The listing below holds a line with "point_to(query) identifies every instance of the white pillow" and a later line with "point_to(query) identifies every instance of the doorway". Write out those two lines and every line between them, exactly, and nothing else.

Study material:
--- START ---

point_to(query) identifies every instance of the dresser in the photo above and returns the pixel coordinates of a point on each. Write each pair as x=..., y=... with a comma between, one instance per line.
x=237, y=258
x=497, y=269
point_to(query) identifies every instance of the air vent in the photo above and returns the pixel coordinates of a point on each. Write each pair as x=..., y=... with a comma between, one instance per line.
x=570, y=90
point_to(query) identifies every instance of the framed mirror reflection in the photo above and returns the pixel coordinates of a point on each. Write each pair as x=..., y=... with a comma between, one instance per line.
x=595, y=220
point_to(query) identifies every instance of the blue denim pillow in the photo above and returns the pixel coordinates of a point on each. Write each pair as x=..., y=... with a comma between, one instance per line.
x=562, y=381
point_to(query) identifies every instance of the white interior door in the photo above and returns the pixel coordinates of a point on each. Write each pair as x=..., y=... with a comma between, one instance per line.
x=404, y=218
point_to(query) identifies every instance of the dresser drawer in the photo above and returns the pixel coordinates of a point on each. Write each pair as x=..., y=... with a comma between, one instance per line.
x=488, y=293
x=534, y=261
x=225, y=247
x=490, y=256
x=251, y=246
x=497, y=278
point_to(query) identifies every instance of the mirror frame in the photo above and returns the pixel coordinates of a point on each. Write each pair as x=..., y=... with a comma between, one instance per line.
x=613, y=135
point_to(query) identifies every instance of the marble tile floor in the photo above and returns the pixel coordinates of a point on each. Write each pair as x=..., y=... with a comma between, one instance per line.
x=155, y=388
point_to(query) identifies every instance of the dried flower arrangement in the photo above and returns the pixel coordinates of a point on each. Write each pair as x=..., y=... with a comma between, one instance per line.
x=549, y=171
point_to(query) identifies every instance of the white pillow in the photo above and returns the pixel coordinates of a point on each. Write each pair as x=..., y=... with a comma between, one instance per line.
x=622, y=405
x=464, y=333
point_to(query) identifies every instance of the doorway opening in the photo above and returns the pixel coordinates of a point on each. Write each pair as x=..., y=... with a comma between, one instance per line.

--- END ---
--- START ---

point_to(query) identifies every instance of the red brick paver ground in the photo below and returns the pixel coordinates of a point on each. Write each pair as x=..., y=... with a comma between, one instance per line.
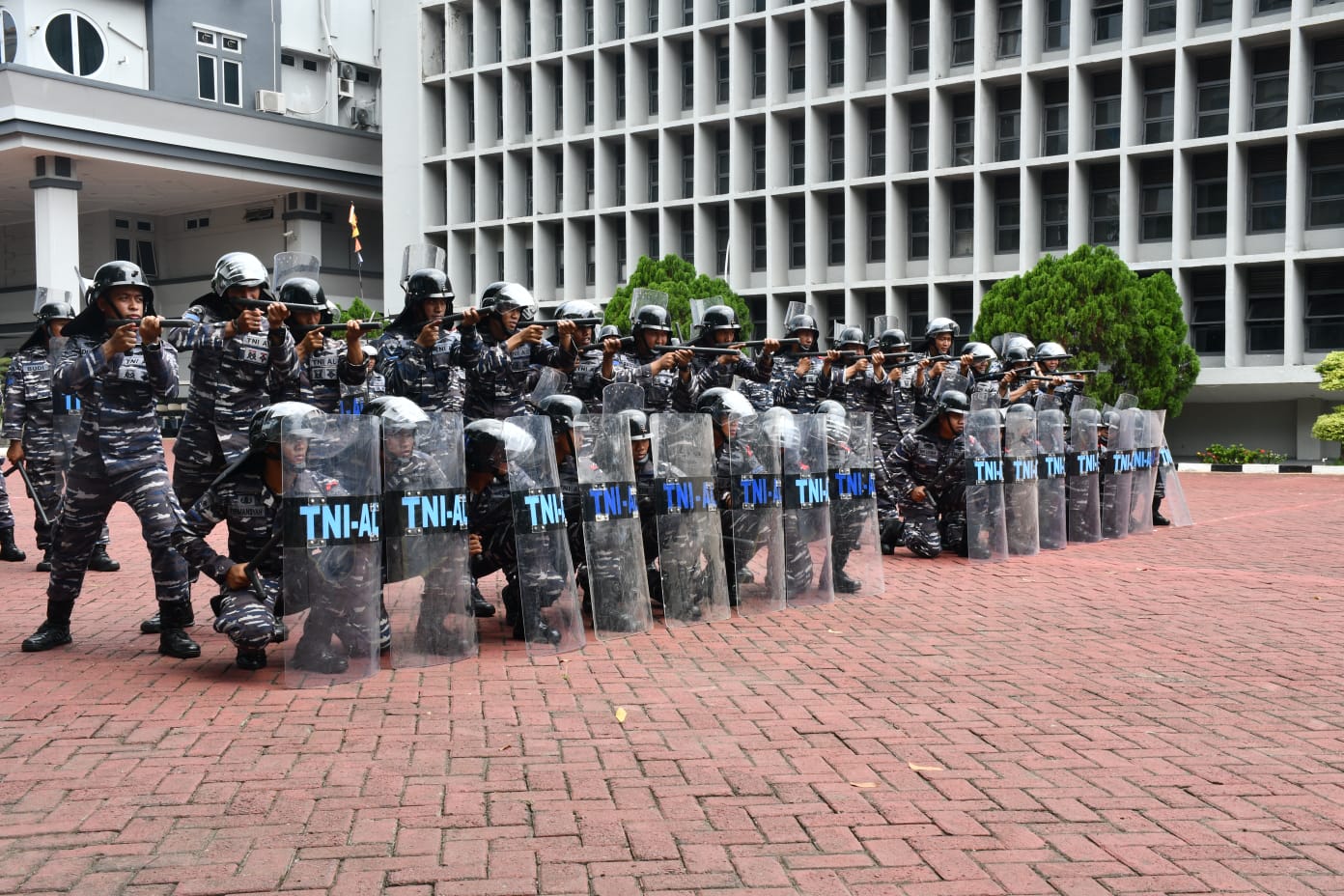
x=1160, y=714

--- END ---
--- START ---

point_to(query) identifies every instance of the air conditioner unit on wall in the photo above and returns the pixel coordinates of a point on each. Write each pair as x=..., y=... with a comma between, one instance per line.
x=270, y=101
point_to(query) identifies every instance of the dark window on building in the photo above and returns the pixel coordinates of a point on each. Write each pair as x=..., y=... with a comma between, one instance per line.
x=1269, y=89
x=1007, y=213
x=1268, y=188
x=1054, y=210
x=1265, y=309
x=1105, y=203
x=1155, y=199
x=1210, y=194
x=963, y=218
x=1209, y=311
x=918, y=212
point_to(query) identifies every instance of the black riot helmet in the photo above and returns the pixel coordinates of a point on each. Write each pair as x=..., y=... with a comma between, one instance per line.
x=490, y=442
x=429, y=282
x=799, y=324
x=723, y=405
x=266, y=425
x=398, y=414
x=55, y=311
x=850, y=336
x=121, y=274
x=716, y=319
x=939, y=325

--- END ---

Result:
point_to(query) identifies every instance of the white pillow in the photo above and returns the pixel coordinates of a point on each. Write each pair as x=..., y=... with a comma between, one instance per line.
x=622, y=405
x=464, y=333
point_to(query) identifies every instance of the doorway opening in the photo above and returns the pixel coordinates of a point on each. Write each pair as x=..., y=... with a comma between, one instance per line.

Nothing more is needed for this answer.